- Task instructions:
1. According to the Magni M-14 Scout text, what material is the aircraft's fuselage made from?
2. Please write out the part of the Magni M-14 Scout text starting with "The Magni M-14" and going on through "powerplant is optional.".

The Magni M-14 Scout is an Italian autogyro, designed and produced by Magni Gyro srl of Besnate. The aircraft is supplied as a complete ready-to-fly-aircraft.

==Design and development==
The M-14 features a single main rotor, a two-seats-in a tandem open cockpit with a windshield, tricycle landing gear with wheel pants and a four-cylinder, air and liquid-cooled, four-stroke, dual-ignition 100 hp Rotax 912S engine in pusher configuration. The turbocharged 115 hp Rotax 914 powerplant is optional.

The aircraft fuselage is made from TIG-welded 4130 steel tubing, while the cockpit fairing is fibreglass. Its 8.23 m diameter composite rotor has a chord of 22 cm and is manufactured in house by Magni Gyro. The propeller is a three-bladed carbon fibre, ground adjustable type. Electric trim is standard equipment, as is a Flydat digital engine monitor. The second seat is located right behind the pilot's seat without a separate cockpit, dual controls or windshield and is intended for occasional use to carry a passenger. The pilot's seat includes an integral 50 L fuel tank that provides three hours endurance. The aircraft has an empty weight of 244 kg and a gross weight of 550 kg, giving a useful load of 306 kg.

Images for locating objects:
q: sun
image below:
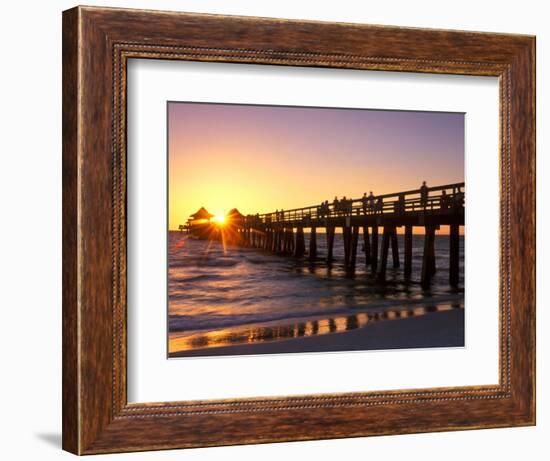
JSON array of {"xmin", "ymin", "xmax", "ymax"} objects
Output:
[{"xmin": 212, "ymin": 215, "xmax": 225, "ymax": 225}]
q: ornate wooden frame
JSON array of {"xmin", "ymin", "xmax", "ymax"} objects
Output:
[{"xmin": 63, "ymin": 7, "xmax": 535, "ymax": 454}]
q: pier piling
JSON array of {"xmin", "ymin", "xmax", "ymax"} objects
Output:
[
  {"xmin": 309, "ymin": 227, "xmax": 317, "ymax": 261},
  {"xmin": 449, "ymin": 223, "xmax": 459, "ymax": 287}
]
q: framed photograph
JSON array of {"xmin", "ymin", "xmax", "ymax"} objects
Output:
[{"xmin": 63, "ymin": 7, "xmax": 535, "ymax": 454}]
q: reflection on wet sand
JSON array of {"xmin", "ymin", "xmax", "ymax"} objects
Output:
[{"xmin": 169, "ymin": 304, "xmax": 463, "ymax": 353}]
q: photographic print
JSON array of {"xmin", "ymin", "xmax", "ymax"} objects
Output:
[{"xmin": 167, "ymin": 101, "xmax": 466, "ymax": 358}]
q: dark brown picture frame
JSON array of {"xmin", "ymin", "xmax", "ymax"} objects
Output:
[{"xmin": 63, "ymin": 7, "xmax": 535, "ymax": 454}]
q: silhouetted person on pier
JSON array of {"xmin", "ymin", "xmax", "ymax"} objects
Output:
[
  {"xmin": 420, "ymin": 181, "xmax": 428, "ymax": 209},
  {"xmin": 361, "ymin": 192, "xmax": 369, "ymax": 214}
]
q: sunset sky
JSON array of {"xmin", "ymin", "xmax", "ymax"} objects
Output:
[{"xmin": 168, "ymin": 102, "xmax": 464, "ymax": 229}]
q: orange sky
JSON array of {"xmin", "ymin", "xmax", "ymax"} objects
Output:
[{"xmin": 168, "ymin": 103, "xmax": 464, "ymax": 230}]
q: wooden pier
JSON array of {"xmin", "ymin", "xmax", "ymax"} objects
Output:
[{"xmin": 209, "ymin": 183, "xmax": 464, "ymax": 287}]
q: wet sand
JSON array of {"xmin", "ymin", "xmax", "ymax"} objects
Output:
[{"xmin": 169, "ymin": 309, "xmax": 464, "ymax": 358}]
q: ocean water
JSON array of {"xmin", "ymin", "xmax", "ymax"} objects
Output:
[{"xmin": 168, "ymin": 232, "xmax": 464, "ymax": 352}]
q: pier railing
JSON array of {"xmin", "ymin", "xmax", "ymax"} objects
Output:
[
  {"xmin": 250, "ymin": 182, "xmax": 465, "ymax": 225},
  {"xmin": 234, "ymin": 182, "xmax": 465, "ymax": 286}
]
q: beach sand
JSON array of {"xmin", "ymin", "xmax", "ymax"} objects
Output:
[{"xmin": 169, "ymin": 309, "xmax": 464, "ymax": 358}]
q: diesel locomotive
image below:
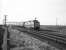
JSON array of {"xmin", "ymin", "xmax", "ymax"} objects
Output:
[{"xmin": 23, "ymin": 20, "xmax": 40, "ymax": 30}]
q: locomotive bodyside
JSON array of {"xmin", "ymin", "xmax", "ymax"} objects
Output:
[{"xmin": 24, "ymin": 20, "xmax": 40, "ymax": 30}]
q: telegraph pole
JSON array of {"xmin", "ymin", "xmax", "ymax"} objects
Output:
[
  {"xmin": 4, "ymin": 15, "xmax": 7, "ymax": 26},
  {"xmin": 56, "ymin": 17, "xmax": 58, "ymax": 26}
]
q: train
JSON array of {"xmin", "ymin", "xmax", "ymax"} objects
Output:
[{"xmin": 23, "ymin": 20, "xmax": 40, "ymax": 30}]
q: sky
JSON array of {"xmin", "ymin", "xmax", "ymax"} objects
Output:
[{"xmin": 0, "ymin": 0, "xmax": 66, "ymax": 25}]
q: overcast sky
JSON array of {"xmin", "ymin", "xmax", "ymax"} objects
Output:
[{"xmin": 0, "ymin": 0, "xmax": 66, "ymax": 25}]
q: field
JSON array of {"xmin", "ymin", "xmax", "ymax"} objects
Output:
[{"xmin": 40, "ymin": 25, "xmax": 66, "ymax": 34}]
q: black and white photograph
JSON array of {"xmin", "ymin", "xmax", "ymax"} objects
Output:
[{"xmin": 0, "ymin": 0, "xmax": 66, "ymax": 50}]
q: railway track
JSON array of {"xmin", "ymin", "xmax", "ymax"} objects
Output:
[
  {"xmin": 11, "ymin": 28, "xmax": 66, "ymax": 44},
  {"xmin": 9, "ymin": 27, "xmax": 66, "ymax": 49}
]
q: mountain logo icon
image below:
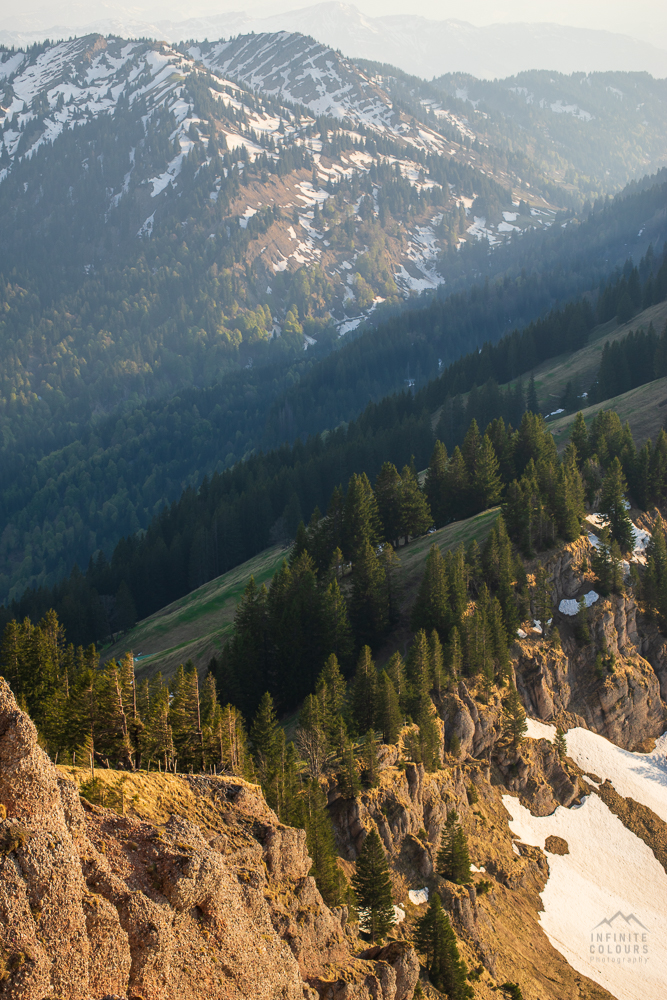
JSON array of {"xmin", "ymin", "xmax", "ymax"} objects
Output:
[{"xmin": 593, "ymin": 910, "xmax": 648, "ymax": 931}]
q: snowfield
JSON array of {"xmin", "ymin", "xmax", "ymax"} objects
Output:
[
  {"xmin": 503, "ymin": 796, "xmax": 667, "ymax": 1000},
  {"xmin": 520, "ymin": 719, "xmax": 667, "ymax": 1000}
]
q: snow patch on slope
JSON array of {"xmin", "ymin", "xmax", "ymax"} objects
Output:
[{"xmin": 503, "ymin": 796, "xmax": 667, "ymax": 1000}]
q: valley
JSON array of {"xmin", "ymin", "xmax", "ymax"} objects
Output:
[{"xmin": 0, "ymin": 19, "xmax": 667, "ymax": 1000}]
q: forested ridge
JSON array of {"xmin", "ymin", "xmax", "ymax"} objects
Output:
[
  {"xmin": 0, "ymin": 31, "xmax": 665, "ymax": 612},
  {"xmin": 0, "ymin": 396, "xmax": 667, "ymax": 928},
  {"xmin": 4, "ymin": 238, "xmax": 667, "ymax": 642}
]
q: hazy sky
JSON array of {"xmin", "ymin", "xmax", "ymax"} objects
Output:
[{"xmin": 0, "ymin": 0, "xmax": 667, "ymax": 47}]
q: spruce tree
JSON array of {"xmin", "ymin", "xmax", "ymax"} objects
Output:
[
  {"xmin": 591, "ymin": 525, "xmax": 623, "ymax": 596},
  {"xmin": 350, "ymin": 542, "xmax": 389, "ymax": 646},
  {"xmin": 351, "ymin": 646, "xmax": 378, "ymax": 733},
  {"xmin": 305, "ymin": 780, "xmax": 344, "ymax": 906},
  {"xmin": 341, "ymin": 472, "xmax": 382, "ymax": 562},
  {"xmin": 437, "ymin": 813, "xmax": 472, "ymax": 885},
  {"xmin": 352, "ymin": 829, "xmax": 396, "ymax": 941},
  {"xmin": 386, "ymin": 650, "xmax": 408, "ymax": 712},
  {"xmin": 424, "ymin": 441, "xmax": 449, "ymax": 528},
  {"xmin": 526, "ymin": 375, "xmax": 540, "ymax": 413},
  {"xmin": 503, "ymin": 684, "xmax": 528, "ymax": 753},
  {"xmin": 570, "ymin": 411, "xmax": 590, "ymax": 465},
  {"xmin": 250, "ymin": 691, "xmax": 284, "ymax": 809},
  {"xmin": 446, "ymin": 445, "xmax": 470, "ymax": 521},
  {"xmin": 379, "ymin": 542, "xmax": 401, "ymax": 626},
  {"xmin": 338, "ymin": 740, "xmax": 361, "ymax": 799},
  {"xmin": 600, "ymin": 458, "xmax": 634, "ymax": 552},
  {"xmin": 447, "ymin": 627, "xmax": 463, "ymax": 681},
  {"xmin": 428, "ymin": 629, "xmax": 445, "ymax": 697},
  {"xmin": 377, "ymin": 670, "xmax": 403, "ymax": 743},
  {"xmin": 401, "ymin": 465, "xmax": 433, "ymax": 543},
  {"xmin": 362, "ymin": 729, "xmax": 380, "ymax": 788},
  {"xmin": 472, "ymin": 434, "xmax": 503, "ymax": 510},
  {"xmin": 316, "ymin": 653, "xmax": 346, "ymax": 746},
  {"xmin": 415, "ymin": 892, "xmax": 475, "ymax": 1000},
  {"xmin": 554, "ymin": 726, "xmax": 567, "ymax": 760},
  {"xmin": 375, "ymin": 462, "xmax": 403, "ymax": 547},
  {"xmin": 322, "ymin": 580, "xmax": 354, "ymax": 668},
  {"xmin": 461, "ymin": 417, "xmax": 482, "ymax": 486},
  {"xmin": 415, "ymin": 691, "xmax": 441, "ymax": 771},
  {"xmin": 410, "ymin": 543, "xmax": 451, "ymax": 639}
]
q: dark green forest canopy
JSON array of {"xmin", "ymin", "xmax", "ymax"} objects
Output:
[{"xmin": 5, "ymin": 238, "xmax": 667, "ymax": 642}]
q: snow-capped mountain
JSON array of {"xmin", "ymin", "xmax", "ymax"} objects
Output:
[
  {"xmin": 0, "ymin": 32, "xmax": 665, "ymax": 331},
  {"xmin": 0, "ymin": 33, "xmax": 554, "ymax": 316},
  {"xmin": 0, "ymin": 0, "xmax": 667, "ymax": 79}
]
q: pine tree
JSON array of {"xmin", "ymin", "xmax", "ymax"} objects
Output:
[
  {"xmin": 526, "ymin": 375, "xmax": 540, "ymax": 413},
  {"xmin": 424, "ymin": 441, "xmax": 449, "ymax": 528},
  {"xmin": 377, "ymin": 670, "xmax": 403, "ymax": 743},
  {"xmin": 322, "ymin": 580, "xmax": 354, "ymax": 666},
  {"xmin": 591, "ymin": 525, "xmax": 623, "ymax": 596},
  {"xmin": 296, "ymin": 694, "xmax": 329, "ymax": 778},
  {"xmin": 503, "ymin": 684, "xmax": 528, "ymax": 752},
  {"xmin": 600, "ymin": 458, "xmax": 633, "ymax": 552},
  {"xmin": 472, "ymin": 434, "xmax": 503, "ymax": 510},
  {"xmin": 386, "ymin": 650, "xmax": 408, "ymax": 712},
  {"xmin": 215, "ymin": 705, "xmax": 253, "ymax": 780},
  {"xmin": 437, "ymin": 813, "xmax": 472, "ymax": 885},
  {"xmin": 445, "ymin": 445, "xmax": 470, "ymax": 521},
  {"xmin": 341, "ymin": 472, "xmax": 382, "ymax": 562},
  {"xmin": 289, "ymin": 521, "xmax": 308, "ymax": 566},
  {"xmin": 461, "ymin": 417, "xmax": 482, "ymax": 485},
  {"xmin": 362, "ymin": 729, "xmax": 380, "ymax": 788},
  {"xmin": 401, "ymin": 465, "xmax": 433, "ymax": 543},
  {"xmin": 447, "ymin": 627, "xmax": 463, "ymax": 681},
  {"xmin": 415, "ymin": 691, "xmax": 441, "ymax": 771},
  {"xmin": 316, "ymin": 653, "xmax": 346, "ymax": 746},
  {"xmin": 305, "ymin": 780, "xmax": 344, "ymax": 906},
  {"xmin": 250, "ymin": 691, "xmax": 284, "ymax": 809},
  {"xmin": 338, "ymin": 740, "xmax": 361, "ymax": 799},
  {"xmin": 406, "ymin": 629, "xmax": 432, "ymax": 712},
  {"xmin": 350, "ymin": 542, "xmax": 389, "ymax": 646},
  {"xmin": 379, "ymin": 542, "xmax": 401, "ymax": 626},
  {"xmin": 570, "ymin": 412, "xmax": 590, "ymax": 466},
  {"xmin": 428, "ymin": 629, "xmax": 445, "ymax": 697},
  {"xmin": 554, "ymin": 726, "xmax": 567, "ymax": 760},
  {"xmin": 410, "ymin": 543, "xmax": 451, "ymax": 639},
  {"xmin": 415, "ymin": 892, "xmax": 475, "ymax": 1000},
  {"xmin": 351, "ymin": 646, "xmax": 377, "ymax": 733},
  {"xmin": 375, "ymin": 462, "xmax": 403, "ymax": 547},
  {"xmin": 352, "ymin": 829, "xmax": 396, "ymax": 941}
]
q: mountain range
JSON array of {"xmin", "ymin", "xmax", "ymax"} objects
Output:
[
  {"xmin": 0, "ymin": 32, "xmax": 667, "ymax": 598},
  {"xmin": 0, "ymin": 0, "xmax": 667, "ymax": 79}
]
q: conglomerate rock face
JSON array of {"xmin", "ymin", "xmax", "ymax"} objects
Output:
[{"xmin": 0, "ymin": 679, "xmax": 419, "ymax": 1000}]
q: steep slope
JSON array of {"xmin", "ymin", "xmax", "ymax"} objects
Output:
[
  {"xmin": 0, "ymin": 680, "xmax": 418, "ymax": 1000},
  {"xmin": 0, "ymin": 2, "xmax": 667, "ymax": 79},
  {"xmin": 104, "ymin": 509, "xmax": 498, "ymax": 678}
]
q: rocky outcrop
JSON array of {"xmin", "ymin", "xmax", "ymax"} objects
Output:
[
  {"xmin": 514, "ymin": 537, "xmax": 667, "ymax": 749},
  {"xmin": 440, "ymin": 681, "xmax": 502, "ymax": 757},
  {"xmin": 0, "ymin": 679, "xmax": 418, "ymax": 1000}
]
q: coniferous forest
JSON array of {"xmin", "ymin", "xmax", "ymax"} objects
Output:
[{"xmin": 0, "ymin": 239, "xmax": 667, "ymax": 645}]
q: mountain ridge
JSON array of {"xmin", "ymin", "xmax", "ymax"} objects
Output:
[{"xmin": 0, "ymin": 2, "xmax": 667, "ymax": 79}]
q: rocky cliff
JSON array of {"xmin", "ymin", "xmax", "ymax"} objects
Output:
[
  {"xmin": 0, "ymin": 680, "xmax": 418, "ymax": 1000},
  {"xmin": 0, "ymin": 524, "xmax": 667, "ymax": 1000}
]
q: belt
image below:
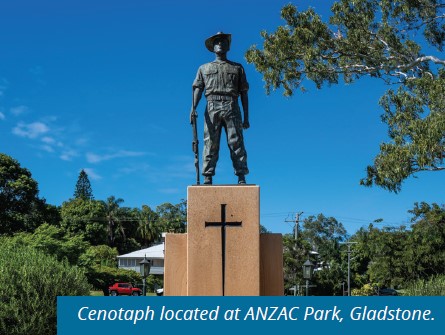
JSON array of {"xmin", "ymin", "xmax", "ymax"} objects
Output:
[{"xmin": 207, "ymin": 94, "xmax": 236, "ymax": 101}]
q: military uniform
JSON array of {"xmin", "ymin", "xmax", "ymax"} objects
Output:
[{"xmin": 193, "ymin": 60, "xmax": 249, "ymax": 180}]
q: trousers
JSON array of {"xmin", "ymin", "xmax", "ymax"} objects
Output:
[{"xmin": 202, "ymin": 100, "xmax": 249, "ymax": 176}]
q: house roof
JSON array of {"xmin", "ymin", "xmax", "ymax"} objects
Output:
[{"xmin": 117, "ymin": 243, "xmax": 164, "ymax": 259}]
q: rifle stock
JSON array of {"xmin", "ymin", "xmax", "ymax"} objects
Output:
[{"xmin": 191, "ymin": 110, "xmax": 201, "ymax": 185}]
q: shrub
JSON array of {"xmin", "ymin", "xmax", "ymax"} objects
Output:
[
  {"xmin": 0, "ymin": 238, "xmax": 90, "ymax": 335},
  {"xmin": 403, "ymin": 275, "xmax": 445, "ymax": 296}
]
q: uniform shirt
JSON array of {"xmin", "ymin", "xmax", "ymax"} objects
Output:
[{"xmin": 193, "ymin": 60, "xmax": 249, "ymax": 98}]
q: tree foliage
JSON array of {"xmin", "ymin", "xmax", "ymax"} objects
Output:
[
  {"xmin": 0, "ymin": 153, "xmax": 58, "ymax": 235},
  {"xmin": 11, "ymin": 223, "xmax": 89, "ymax": 265},
  {"xmin": 0, "ymin": 242, "xmax": 90, "ymax": 335},
  {"xmin": 283, "ymin": 214, "xmax": 347, "ymax": 295},
  {"xmin": 246, "ymin": 0, "xmax": 445, "ymax": 192},
  {"xmin": 61, "ymin": 198, "xmax": 108, "ymax": 245},
  {"xmin": 74, "ymin": 169, "xmax": 94, "ymax": 200}
]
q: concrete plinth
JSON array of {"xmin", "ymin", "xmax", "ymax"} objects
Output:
[{"xmin": 164, "ymin": 185, "xmax": 283, "ymax": 296}]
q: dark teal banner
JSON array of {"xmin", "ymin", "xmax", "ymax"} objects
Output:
[{"xmin": 57, "ymin": 296, "xmax": 445, "ymax": 335}]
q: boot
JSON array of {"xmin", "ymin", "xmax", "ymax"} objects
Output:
[{"xmin": 204, "ymin": 176, "xmax": 212, "ymax": 185}]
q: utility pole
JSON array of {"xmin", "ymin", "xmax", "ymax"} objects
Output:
[
  {"xmin": 340, "ymin": 242, "xmax": 358, "ymax": 297},
  {"xmin": 285, "ymin": 212, "xmax": 303, "ymax": 240},
  {"xmin": 284, "ymin": 212, "xmax": 303, "ymax": 296}
]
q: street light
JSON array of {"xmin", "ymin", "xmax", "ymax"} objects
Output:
[
  {"xmin": 139, "ymin": 255, "xmax": 151, "ymax": 297},
  {"xmin": 303, "ymin": 259, "xmax": 314, "ymax": 296},
  {"xmin": 340, "ymin": 242, "xmax": 358, "ymax": 297}
]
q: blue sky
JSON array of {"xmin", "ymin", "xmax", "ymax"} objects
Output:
[{"xmin": 0, "ymin": 0, "xmax": 445, "ymax": 233}]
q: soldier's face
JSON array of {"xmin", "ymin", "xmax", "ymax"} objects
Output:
[{"xmin": 213, "ymin": 38, "xmax": 229, "ymax": 53}]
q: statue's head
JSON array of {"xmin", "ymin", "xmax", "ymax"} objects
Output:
[{"xmin": 205, "ymin": 32, "xmax": 232, "ymax": 52}]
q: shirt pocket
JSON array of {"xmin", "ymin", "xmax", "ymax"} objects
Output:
[
  {"xmin": 226, "ymin": 69, "xmax": 239, "ymax": 92},
  {"xmin": 203, "ymin": 69, "xmax": 218, "ymax": 91}
]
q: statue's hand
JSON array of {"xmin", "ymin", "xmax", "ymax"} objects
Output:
[{"xmin": 190, "ymin": 107, "xmax": 198, "ymax": 124}]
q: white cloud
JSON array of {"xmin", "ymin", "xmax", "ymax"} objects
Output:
[
  {"xmin": 86, "ymin": 150, "xmax": 145, "ymax": 163},
  {"xmin": 83, "ymin": 168, "xmax": 102, "ymax": 180},
  {"xmin": 12, "ymin": 122, "xmax": 49, "ymax": 139},
  {"xmin": 9, "ymin": 105, "xmax": 29, "ymax": 116},
  {"xmin": 0, "ymin": 78, "xmax": 8, "ymax": 97},
  {"xmin": 41, "ymin": 145, "xmax": 54, "ymax": 153},
  {"xmin": 158, "ymin": 188, "xmax": 180, "ymax": 194},
  {"xmin": 60, "ymin": 150, "xmax": 79, "ymax": 161}
]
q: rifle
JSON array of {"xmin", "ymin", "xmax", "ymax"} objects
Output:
[{"xmin": 191, "ymin": 109, "xmax": 200, "ymax": 185}]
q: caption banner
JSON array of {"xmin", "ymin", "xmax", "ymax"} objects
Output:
[{"xmin": 57, "ymin": 297, "xmax": 445, "ymax": 335}]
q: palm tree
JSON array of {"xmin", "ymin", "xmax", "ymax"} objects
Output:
[
  {"xmin": 137, "ymin": 205, "xmax": 162, "ymax": 247},
  {"xmin": 104, "ymin": 195, "xmax": 126, "ymax": 247}
]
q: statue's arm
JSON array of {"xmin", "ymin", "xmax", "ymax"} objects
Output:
[
  {"xmin": 240, "ymin": 91, "xmax": 250, "ymax": 129},
  {"xmin": 190, "ymin": 87, "xmax": 203, "ymax": 123}
]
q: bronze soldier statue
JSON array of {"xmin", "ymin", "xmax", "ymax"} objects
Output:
[{"xmin": 190, "ymin": 32, "xmax": 250, "ymax": 185}]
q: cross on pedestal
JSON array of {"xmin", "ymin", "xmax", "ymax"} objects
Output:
[{"xmin": 205, "ymin": 204, "xmax": 242, "ymax": 296}]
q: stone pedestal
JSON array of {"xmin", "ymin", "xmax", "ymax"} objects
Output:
[{"xmin": 164, "ymin": 185, "xmax": 283, "ymax": 296}]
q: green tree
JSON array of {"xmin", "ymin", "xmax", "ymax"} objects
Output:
[
  {"xmin": 79, "ymin": 245, "xmax": 141, "ymax": 295},
  {"xmin": 0, "ymin": 153, "xmax": 53, "ymax": 235},
  {"xmin": 137, "ymin": 205, "xmax": 162, "ymax": 247},
  {"xmin": 300, "ymin": 214, "xmax": 347, "ymax": 295},
  {"xmin": 283, "ymin": 234, "xmax": 311, "ymax": 294},
  {"xmin": 0, "ymin": 238, "xmax": 90, "ymax": 335},
  {"xmin": 61, "ymin": 198, "xmax": 108, "ymax": 245},
  {"xmin": 11, "ymin": 223, "xmax": 89, "ymax": 265},
  {"xmin": 104, "ymin": 195, "xmax": 126, "ymax": 247},
  {"xmin": 156, "ymin": 200, "xmax": 187, "ymax": 233},
  {"xmin": 74, "ymin": 169, "xmax": 94, "ymax": 200},
  {"xmin": 406, "ymin": 202, "xmax": 445, "ymax": 280},
  {"xmin": 246, "ymin": 0, "xmax": 445, "ymax": 192}
]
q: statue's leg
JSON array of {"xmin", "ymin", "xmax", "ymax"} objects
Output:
[
  {"xmin": 224, "ymin": 102, "xmax": 249, "ymax": 176},
  {"xmin": 202, "ymin": 101, "xmax": 221, "ymax": 176}
]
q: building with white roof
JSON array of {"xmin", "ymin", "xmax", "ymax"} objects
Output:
[{"xmin": 117, "ymin": 243, "xmax": 164, "ymax": 275}]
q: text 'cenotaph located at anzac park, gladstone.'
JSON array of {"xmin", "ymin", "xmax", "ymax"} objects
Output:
[{"xmin": 164, "ymin": 33, "xmax": 284, "ymax": 296}]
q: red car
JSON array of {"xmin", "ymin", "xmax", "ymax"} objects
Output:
[{"xmin": 108, "ymin": 283, "xmax": 142, "ymax": 297}]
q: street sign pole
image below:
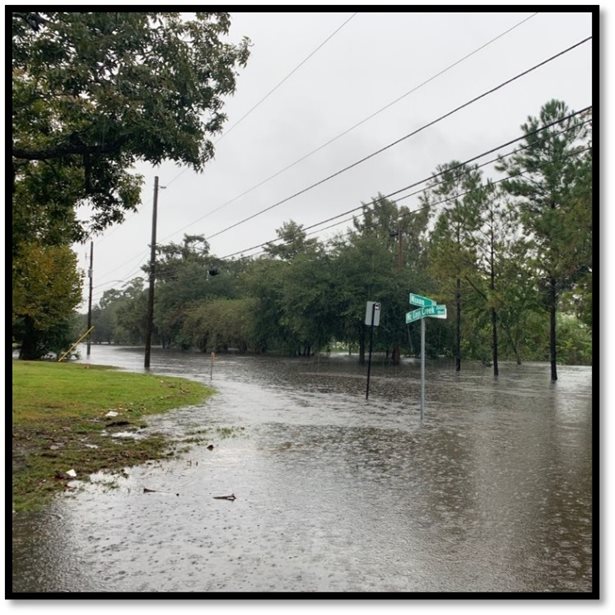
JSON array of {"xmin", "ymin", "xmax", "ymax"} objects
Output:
[
  {"xmin": 365, "ymin": 303, "xmax": 376, "ymax": 399},
  {"xmin": 421, "ymin": 318, "xmax": 425, "ymax": 421}
]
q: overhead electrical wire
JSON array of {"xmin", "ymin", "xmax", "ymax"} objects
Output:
[
  {"xmin": 158, "ymin": 13, "xmax": 538, "ymax": 238},
  {"xmin": 88, "ymin": 105, "xmax": 592, "ymax": 297},
  {"xmin": 220, "ymin": 105, "xmax": 592, "ymax": 260},
  {"xmin": 89, "ymin": 36, "xmax": 592, "ymax": 292},
  {"xmin": 205, "ymin": 36, "xmax": 592, "ymax": 240},
  {"xmin": 244, "ymin": 147, "xmax": 592, "ymax": 258}
]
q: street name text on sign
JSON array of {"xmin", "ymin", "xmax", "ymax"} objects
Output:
[
  {"xmin": 365, "ymin": 301, "xmax": 380, "ymax": 327},
  {"xmin": 406, "ymin": 293, "xmax": 446, "ymax": 421},
  {"xmin": 406, "ymin": 304, "xmax": 446, "ymax": 325},
  {"xmin": 408, "ymin": 293, "xmax": 436, "ymax": 307}
]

- Answers for each item:
1. TIG-welded 4130 steel tubing.

2.
The Magni M-14 Scout is an Italian autogyro, designed and produced by Magni Gyro srl of Besnate. The aircraft is supplied as a complete ready-to-fly-aircraft.

==Design and development==
The M-14 features a single main rotor, a two-seats-in a tandem open cockpit with a windshield, tricycle landing gear with wheel pants and a four-cylinder, air and liquid-cooled, four-stroke, dual-ignition 100 hp Rotax 912S engine in pusher configuration. The turbocharged 115 hp Rotax 914 powerplant is optional.